_RECORDS SUPPLIED:_
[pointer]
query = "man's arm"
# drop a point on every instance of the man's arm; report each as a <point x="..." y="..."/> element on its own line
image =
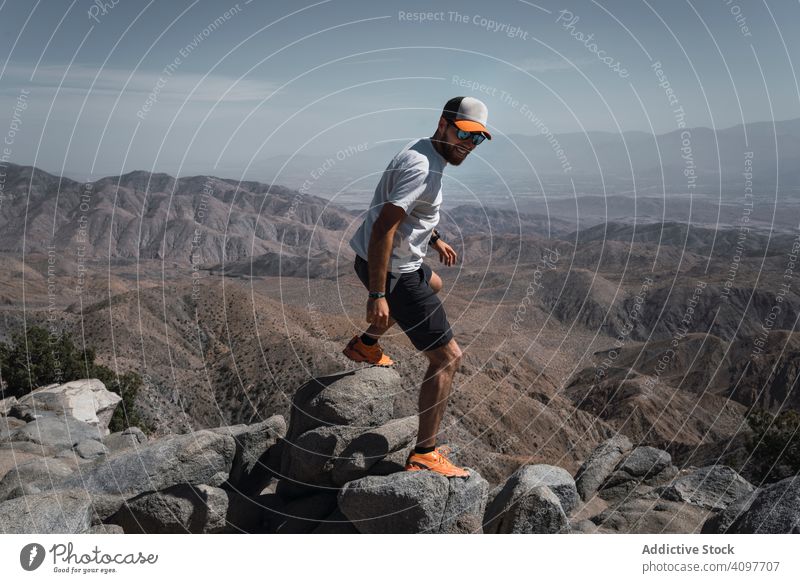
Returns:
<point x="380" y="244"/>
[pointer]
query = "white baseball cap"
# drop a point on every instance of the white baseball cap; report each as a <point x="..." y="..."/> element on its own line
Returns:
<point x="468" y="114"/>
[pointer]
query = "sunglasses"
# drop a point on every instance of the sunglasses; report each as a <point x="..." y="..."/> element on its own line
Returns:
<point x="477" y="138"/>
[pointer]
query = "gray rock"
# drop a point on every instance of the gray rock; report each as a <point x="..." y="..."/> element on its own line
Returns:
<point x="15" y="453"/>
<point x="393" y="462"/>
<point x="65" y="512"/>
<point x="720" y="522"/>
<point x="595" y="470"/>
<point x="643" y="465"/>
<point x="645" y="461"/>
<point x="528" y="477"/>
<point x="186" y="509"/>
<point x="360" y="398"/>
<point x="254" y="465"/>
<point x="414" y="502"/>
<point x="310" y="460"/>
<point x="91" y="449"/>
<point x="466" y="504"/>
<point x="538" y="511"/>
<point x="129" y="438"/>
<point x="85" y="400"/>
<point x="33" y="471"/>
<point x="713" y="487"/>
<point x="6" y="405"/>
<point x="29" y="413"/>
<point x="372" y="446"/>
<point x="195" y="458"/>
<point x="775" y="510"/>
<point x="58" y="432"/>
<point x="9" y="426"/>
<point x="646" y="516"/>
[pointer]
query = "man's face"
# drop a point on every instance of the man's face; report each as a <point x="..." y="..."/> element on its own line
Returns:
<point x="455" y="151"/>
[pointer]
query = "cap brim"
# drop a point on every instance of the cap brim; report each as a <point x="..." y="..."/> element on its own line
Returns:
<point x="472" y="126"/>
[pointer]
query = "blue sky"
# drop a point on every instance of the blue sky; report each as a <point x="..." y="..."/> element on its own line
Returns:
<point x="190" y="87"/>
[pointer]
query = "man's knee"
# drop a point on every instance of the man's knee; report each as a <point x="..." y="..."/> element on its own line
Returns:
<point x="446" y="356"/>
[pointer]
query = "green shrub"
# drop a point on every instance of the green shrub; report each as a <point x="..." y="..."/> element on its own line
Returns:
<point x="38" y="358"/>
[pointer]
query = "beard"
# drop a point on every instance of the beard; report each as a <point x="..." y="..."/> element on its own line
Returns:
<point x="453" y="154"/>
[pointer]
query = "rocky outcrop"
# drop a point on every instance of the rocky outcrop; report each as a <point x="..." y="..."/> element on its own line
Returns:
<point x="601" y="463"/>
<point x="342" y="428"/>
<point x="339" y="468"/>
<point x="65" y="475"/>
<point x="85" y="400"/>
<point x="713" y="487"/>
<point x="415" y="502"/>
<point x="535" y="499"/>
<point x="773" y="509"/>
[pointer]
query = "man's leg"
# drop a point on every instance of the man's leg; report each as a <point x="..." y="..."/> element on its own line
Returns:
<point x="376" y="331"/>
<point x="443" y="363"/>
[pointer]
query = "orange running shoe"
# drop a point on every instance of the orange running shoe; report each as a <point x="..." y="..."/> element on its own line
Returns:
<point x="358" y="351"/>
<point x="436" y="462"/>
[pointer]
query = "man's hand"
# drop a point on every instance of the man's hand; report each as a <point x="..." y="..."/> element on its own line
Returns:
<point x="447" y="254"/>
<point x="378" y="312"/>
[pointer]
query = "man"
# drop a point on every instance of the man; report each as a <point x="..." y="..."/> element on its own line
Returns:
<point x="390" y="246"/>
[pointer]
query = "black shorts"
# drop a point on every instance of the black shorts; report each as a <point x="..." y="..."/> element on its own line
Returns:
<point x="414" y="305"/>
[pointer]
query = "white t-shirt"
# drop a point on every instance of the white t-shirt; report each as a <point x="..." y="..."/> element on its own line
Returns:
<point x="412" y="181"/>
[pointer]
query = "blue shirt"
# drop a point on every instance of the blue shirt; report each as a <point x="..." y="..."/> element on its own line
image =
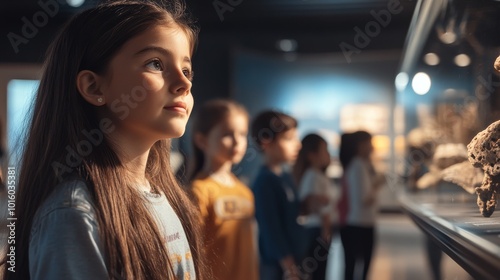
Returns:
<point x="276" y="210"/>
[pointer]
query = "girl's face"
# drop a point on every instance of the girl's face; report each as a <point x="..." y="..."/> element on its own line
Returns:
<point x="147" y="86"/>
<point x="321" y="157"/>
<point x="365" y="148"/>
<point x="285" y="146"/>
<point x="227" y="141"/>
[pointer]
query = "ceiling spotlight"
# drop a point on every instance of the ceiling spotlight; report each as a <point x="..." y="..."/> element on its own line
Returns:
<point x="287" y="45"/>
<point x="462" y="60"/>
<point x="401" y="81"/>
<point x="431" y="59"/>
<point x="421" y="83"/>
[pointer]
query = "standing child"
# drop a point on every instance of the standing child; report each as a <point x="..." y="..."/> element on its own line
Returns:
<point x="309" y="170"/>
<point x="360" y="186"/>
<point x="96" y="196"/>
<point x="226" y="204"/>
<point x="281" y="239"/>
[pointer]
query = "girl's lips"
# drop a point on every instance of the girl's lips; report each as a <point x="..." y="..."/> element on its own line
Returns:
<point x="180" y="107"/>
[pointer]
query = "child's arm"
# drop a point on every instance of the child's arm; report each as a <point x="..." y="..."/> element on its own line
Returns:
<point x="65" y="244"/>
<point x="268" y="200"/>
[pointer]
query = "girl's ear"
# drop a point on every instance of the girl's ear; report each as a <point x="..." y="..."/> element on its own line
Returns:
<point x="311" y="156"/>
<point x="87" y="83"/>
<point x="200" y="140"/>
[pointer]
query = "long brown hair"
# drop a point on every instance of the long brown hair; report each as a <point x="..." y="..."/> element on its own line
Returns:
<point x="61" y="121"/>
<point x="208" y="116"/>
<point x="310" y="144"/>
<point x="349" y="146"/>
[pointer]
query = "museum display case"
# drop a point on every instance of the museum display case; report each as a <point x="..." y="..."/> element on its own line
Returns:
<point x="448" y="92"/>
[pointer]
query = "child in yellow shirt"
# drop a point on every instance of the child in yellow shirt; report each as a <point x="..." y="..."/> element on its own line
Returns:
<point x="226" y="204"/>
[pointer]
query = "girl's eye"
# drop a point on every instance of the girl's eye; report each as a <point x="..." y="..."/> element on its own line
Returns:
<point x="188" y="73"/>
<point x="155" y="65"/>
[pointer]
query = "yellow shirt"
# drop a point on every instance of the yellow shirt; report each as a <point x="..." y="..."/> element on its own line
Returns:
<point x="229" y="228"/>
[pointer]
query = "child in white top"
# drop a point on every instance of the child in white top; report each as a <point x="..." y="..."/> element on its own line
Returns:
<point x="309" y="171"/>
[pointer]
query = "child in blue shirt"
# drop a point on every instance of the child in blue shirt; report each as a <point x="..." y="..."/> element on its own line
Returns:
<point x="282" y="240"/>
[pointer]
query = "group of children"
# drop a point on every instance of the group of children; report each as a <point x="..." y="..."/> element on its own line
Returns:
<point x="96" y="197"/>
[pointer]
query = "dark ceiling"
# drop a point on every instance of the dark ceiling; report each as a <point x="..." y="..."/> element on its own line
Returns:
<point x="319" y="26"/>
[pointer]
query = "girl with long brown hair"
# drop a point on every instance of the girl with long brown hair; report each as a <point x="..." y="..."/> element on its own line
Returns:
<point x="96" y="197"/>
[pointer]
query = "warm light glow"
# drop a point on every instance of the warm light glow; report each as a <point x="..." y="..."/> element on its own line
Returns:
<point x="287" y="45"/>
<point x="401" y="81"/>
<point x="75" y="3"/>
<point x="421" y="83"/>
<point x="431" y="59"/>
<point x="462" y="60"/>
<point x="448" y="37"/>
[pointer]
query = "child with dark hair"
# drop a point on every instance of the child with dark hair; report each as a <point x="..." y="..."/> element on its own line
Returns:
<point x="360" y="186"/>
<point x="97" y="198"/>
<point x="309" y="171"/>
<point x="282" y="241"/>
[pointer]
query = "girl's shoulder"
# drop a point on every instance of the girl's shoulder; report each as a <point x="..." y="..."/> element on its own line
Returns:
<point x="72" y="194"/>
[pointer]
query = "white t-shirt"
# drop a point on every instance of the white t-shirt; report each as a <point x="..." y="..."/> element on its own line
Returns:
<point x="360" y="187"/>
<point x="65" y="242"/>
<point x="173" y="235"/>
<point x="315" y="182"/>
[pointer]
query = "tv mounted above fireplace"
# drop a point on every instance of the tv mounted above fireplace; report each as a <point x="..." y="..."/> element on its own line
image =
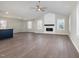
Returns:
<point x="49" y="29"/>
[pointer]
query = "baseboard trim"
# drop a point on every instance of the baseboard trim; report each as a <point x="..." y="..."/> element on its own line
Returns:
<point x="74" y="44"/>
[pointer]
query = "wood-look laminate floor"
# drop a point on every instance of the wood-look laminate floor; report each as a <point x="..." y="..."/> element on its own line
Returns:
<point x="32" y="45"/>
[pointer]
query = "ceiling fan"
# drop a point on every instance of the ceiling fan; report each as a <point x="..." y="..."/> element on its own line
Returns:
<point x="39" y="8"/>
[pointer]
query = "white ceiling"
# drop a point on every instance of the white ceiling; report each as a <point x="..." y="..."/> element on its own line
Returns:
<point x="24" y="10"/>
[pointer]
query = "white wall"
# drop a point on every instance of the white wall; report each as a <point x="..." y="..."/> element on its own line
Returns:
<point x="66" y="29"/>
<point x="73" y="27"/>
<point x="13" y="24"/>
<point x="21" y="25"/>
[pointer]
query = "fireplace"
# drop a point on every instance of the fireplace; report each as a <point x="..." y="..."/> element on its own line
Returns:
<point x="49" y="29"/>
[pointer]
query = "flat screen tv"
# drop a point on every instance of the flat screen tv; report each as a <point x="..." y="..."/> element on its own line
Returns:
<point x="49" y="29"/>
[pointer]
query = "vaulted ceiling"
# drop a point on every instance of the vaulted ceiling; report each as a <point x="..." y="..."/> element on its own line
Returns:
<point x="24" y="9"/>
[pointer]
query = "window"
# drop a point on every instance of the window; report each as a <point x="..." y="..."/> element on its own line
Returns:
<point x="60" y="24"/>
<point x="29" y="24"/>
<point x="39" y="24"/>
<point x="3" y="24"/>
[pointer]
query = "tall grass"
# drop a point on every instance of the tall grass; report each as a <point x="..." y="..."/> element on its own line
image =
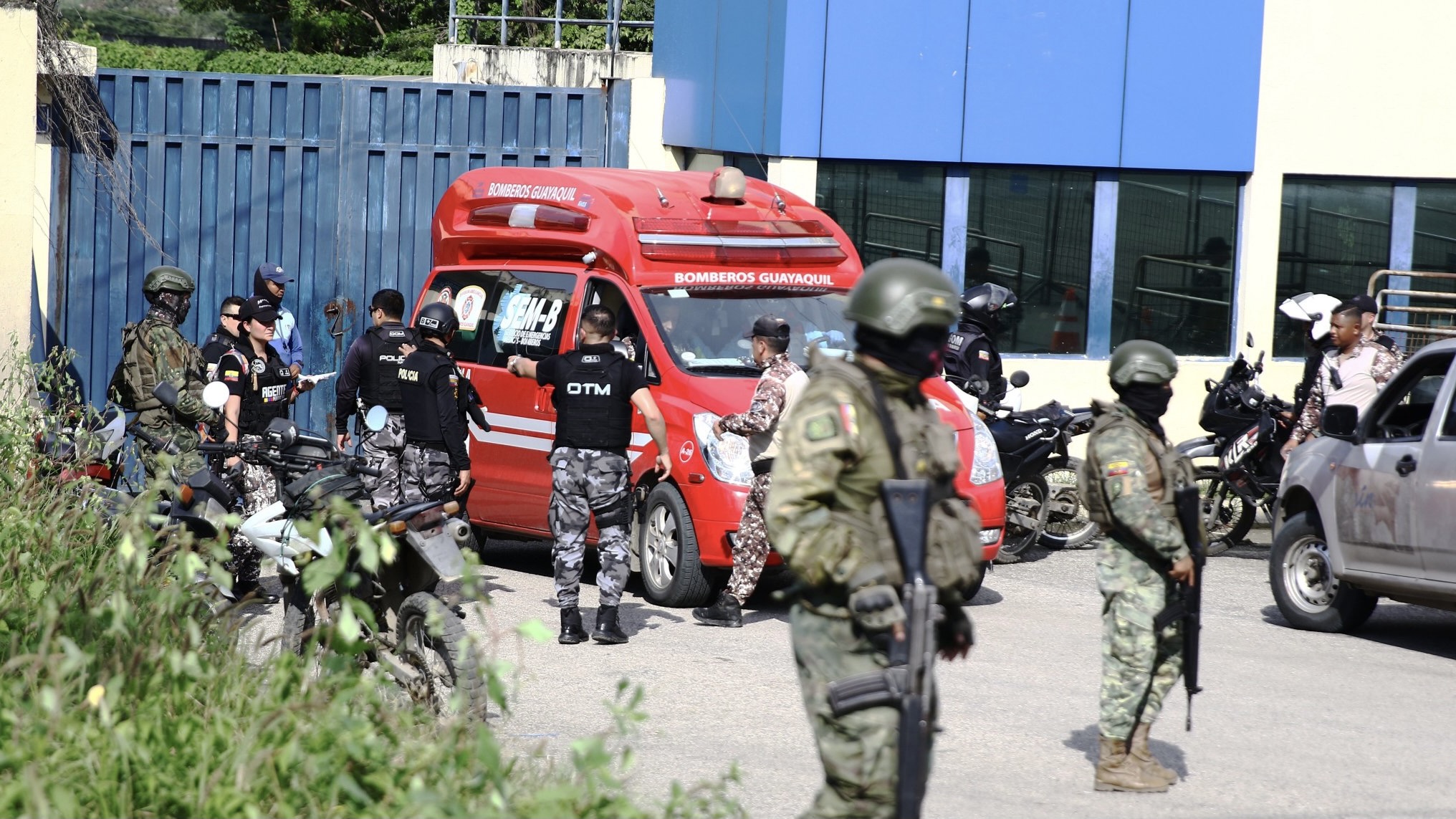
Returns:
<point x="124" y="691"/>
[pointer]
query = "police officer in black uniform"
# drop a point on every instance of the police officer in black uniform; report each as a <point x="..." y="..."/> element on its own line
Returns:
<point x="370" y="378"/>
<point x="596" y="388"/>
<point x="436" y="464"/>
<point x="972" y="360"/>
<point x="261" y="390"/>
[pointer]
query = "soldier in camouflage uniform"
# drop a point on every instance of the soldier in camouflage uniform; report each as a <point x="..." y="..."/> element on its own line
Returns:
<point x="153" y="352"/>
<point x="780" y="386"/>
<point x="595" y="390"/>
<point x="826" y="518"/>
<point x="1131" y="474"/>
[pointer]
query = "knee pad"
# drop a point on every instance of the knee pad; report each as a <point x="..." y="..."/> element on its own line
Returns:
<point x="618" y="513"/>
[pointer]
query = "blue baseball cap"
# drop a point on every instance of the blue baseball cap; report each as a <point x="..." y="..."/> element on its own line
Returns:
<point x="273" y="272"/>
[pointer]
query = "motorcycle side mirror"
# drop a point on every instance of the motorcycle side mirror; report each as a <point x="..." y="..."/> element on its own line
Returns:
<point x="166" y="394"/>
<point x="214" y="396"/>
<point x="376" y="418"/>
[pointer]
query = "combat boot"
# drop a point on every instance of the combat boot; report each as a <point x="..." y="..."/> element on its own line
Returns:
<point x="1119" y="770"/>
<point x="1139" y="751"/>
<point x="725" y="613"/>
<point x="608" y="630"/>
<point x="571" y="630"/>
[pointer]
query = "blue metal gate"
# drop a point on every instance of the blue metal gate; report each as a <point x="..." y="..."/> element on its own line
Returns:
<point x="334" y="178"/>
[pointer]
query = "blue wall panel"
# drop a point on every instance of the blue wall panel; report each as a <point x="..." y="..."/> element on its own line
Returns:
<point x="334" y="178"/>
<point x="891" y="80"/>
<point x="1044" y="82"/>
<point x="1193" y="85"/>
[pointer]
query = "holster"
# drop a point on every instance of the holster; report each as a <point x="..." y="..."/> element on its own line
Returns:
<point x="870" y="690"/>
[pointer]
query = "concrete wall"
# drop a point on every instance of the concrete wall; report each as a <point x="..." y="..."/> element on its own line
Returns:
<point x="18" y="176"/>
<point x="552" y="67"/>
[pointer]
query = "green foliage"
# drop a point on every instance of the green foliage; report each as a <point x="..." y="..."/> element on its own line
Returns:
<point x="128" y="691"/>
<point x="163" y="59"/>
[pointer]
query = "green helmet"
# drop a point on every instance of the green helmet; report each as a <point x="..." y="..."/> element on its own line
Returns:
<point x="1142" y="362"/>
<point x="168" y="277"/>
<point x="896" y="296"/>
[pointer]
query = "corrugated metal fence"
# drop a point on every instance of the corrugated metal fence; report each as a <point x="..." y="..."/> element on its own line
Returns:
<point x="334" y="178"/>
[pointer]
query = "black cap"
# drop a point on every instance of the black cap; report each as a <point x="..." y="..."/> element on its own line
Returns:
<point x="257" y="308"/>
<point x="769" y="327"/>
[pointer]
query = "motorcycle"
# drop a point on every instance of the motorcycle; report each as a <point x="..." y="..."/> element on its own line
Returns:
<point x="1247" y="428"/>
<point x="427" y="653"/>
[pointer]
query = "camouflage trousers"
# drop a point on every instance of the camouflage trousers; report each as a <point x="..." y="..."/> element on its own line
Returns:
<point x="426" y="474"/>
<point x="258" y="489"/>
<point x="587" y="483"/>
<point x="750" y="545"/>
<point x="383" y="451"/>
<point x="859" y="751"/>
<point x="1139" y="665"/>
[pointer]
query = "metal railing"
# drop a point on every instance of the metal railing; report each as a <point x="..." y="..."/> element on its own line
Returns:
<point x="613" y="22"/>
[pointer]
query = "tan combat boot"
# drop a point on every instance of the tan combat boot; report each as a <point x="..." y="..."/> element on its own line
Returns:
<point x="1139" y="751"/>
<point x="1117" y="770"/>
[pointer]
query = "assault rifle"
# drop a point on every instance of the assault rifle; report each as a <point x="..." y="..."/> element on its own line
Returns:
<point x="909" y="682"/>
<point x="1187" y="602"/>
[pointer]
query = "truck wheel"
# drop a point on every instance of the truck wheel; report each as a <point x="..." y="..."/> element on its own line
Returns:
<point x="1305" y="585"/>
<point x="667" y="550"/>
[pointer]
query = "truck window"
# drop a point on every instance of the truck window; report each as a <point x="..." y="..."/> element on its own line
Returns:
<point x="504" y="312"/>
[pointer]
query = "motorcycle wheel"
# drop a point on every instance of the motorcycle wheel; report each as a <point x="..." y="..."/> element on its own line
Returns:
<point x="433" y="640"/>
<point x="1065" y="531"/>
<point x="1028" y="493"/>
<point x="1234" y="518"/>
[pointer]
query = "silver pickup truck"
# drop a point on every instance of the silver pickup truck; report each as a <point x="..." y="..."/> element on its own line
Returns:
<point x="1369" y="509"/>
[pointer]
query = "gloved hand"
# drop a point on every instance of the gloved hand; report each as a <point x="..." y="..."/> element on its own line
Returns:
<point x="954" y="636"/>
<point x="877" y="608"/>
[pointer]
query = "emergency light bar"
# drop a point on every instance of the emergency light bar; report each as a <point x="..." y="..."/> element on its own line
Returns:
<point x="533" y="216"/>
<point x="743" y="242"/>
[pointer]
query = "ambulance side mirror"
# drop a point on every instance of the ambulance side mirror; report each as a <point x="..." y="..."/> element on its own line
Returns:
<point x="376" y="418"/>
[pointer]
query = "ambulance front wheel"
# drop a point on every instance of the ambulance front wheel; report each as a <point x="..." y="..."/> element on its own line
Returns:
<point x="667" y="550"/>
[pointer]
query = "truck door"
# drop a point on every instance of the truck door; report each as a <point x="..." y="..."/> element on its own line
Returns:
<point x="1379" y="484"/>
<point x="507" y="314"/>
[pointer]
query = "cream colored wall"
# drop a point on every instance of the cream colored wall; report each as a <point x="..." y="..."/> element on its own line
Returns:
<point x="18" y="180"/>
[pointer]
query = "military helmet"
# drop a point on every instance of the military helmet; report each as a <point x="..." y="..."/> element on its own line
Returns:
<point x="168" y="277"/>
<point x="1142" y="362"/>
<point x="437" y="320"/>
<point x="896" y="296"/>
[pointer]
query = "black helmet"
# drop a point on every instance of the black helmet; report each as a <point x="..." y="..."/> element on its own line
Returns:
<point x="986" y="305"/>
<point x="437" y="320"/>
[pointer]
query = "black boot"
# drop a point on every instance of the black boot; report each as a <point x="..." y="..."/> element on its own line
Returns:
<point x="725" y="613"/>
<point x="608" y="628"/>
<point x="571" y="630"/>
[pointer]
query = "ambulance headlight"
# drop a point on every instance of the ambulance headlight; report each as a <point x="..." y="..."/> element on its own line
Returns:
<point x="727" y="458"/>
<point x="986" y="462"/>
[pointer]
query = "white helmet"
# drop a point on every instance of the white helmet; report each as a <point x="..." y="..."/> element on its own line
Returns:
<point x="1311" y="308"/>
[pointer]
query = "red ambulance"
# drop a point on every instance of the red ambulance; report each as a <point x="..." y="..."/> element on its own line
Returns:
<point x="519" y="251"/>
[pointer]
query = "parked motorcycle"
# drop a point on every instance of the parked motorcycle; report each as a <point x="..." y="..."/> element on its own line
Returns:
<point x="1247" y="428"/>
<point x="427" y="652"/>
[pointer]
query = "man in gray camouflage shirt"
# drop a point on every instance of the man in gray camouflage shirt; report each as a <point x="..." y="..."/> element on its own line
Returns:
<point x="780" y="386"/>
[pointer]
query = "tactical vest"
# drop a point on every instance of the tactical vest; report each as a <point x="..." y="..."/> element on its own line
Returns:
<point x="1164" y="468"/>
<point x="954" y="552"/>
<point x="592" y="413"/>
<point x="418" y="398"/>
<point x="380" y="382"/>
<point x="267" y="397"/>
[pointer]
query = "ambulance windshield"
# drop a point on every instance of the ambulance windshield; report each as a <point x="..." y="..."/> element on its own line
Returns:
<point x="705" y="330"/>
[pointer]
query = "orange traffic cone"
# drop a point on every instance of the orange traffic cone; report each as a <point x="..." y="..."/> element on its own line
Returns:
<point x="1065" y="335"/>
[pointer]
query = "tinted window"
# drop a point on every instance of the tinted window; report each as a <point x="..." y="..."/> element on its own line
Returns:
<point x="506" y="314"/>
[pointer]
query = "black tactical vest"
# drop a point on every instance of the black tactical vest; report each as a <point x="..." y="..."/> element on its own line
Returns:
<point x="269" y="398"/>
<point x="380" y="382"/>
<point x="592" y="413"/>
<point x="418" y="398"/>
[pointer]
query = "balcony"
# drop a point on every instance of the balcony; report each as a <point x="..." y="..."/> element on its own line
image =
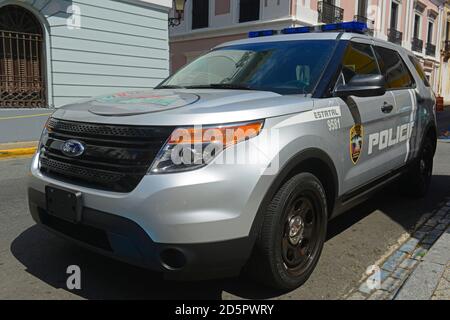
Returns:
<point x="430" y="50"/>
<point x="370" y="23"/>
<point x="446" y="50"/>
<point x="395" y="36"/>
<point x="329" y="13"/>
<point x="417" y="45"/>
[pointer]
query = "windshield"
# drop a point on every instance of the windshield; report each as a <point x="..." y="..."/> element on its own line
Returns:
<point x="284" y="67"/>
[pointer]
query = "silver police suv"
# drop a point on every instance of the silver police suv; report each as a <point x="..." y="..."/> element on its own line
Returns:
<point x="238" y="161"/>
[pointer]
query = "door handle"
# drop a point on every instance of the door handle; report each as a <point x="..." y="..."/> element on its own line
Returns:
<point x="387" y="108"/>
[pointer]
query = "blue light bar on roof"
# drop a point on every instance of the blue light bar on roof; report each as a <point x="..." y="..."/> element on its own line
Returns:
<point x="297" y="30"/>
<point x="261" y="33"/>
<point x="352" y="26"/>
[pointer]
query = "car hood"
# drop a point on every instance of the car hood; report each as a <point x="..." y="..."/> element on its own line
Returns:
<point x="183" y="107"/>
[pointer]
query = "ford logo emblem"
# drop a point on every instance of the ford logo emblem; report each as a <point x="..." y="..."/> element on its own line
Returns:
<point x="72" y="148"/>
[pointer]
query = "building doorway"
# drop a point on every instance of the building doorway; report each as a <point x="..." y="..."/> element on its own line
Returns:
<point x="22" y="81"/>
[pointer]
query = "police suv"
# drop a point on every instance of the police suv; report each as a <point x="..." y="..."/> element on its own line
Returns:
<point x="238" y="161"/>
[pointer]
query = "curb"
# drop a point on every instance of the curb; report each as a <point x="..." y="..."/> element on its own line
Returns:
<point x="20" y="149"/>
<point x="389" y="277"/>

_WRITTEN TASK:_
State how many lines in the items above contain the string "outcrop", treating uppercase and lowercase letters as different. Give only the number.

_ANSWER TO THE EXERCISE:_
2